__SOURCE TEXT__:
Furthermore, the effects of ChatGPT extend beyond the realm of academic educational-related activities. Previous scholarly publication has named ChatGPT in its publication as a "contributing" author. However, many experts believe that AI does not satisfy all the requirements for authorship.
HI has several advantages over AI, namely, biological evolution, flexibility, creativity, emotional intelligence, and the capability to comprehend abstract ideas. However, it could prove beneficial to combine HI and AI, solely if the latter's output can be guaranteed to be both accurate and dependable. To date, no study has examined the effects of an academician's level of experience on their ability to identify the origin of scientific abstracts, nor has any study compared this aspect with the use of AI detection tools.
When using ChatGPT, or any AI model, for academic purposes, it is crucial to be precautious, particularly with regards to the ethical and societal consequences. This is because the internal operations of AI models lack transparency. Therefore, it is essential to recognize that AI models are opaque AI tools that yield outputs in response to user-inputted queries. As such, the accuracy of the outputs cannot be guaranteed.
The consideration of factual inaccuracies, ethical concerns, and the possibility of misuse, particularly the spread of false information, are crucial in both healthcare practice and academic writing. These risks can be mitigated by ensuring awareness of these possibilities and using appropriate tools to distinguish between human- and AI-written manuscripts.

__DATA EXCERPTS__:
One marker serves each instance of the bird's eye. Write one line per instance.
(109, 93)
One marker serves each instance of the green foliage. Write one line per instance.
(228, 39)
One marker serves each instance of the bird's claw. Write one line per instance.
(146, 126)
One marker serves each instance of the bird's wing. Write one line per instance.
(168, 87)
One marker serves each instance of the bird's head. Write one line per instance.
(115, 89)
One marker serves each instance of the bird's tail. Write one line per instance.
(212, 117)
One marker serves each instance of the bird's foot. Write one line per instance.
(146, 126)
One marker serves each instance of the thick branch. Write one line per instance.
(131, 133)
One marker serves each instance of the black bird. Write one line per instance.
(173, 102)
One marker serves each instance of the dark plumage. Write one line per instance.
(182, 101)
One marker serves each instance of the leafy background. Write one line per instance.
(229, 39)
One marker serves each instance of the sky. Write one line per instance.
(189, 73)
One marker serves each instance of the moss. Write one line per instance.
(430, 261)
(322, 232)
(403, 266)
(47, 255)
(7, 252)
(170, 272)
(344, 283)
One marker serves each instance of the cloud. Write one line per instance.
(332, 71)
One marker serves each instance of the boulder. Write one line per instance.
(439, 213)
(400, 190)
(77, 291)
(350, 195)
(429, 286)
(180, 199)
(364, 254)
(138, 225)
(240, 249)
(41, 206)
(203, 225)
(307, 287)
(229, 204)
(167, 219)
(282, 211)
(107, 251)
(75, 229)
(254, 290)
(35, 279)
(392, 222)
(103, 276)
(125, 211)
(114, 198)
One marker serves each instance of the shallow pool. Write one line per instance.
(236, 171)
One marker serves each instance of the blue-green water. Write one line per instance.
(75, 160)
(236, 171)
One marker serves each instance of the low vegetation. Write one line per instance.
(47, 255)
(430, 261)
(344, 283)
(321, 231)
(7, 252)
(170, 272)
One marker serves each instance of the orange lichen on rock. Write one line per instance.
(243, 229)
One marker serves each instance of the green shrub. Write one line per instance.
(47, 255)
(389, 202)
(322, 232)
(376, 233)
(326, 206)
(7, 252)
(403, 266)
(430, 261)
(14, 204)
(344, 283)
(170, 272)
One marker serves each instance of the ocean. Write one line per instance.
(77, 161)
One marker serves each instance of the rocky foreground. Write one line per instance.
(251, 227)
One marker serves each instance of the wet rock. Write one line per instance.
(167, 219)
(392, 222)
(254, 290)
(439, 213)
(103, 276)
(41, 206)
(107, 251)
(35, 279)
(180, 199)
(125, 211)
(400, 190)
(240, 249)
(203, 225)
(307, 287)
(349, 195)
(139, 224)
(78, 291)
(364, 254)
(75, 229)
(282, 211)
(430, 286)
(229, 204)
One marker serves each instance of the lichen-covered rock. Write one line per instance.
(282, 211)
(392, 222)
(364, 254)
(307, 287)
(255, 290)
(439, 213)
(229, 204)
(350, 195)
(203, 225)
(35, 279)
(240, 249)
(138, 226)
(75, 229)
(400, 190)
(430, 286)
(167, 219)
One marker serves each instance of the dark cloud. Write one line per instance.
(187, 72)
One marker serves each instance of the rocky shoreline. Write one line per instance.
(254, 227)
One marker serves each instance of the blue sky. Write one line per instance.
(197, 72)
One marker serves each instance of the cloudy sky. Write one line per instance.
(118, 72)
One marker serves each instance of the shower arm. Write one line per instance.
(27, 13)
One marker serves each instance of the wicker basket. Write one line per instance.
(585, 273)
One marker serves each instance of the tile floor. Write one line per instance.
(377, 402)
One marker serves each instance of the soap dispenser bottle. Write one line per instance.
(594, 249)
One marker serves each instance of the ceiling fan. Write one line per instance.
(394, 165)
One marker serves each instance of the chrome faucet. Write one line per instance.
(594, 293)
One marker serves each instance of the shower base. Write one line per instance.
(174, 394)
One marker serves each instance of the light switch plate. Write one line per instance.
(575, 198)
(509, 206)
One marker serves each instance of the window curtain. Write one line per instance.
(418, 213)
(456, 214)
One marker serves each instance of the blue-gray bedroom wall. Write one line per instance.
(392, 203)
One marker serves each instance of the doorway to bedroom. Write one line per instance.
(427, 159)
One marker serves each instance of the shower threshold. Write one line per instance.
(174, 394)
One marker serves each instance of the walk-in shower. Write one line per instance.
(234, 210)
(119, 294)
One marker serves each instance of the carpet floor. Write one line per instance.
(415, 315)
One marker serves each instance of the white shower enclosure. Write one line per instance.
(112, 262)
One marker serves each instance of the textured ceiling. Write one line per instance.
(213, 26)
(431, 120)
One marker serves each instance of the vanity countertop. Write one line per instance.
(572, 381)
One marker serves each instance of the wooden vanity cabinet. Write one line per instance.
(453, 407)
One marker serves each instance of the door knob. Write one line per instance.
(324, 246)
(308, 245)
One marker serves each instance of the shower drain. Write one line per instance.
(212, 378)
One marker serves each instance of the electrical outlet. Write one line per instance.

__YOUR GOAL__: Name every advantage that the text about ChatGPT in academic work says human intelligence (HI) has over AI.

__TASK RESULT__:
- biological evolution
- flexibility
- creativity
- emotional intelligence
- the capability to comprehend abstract ideas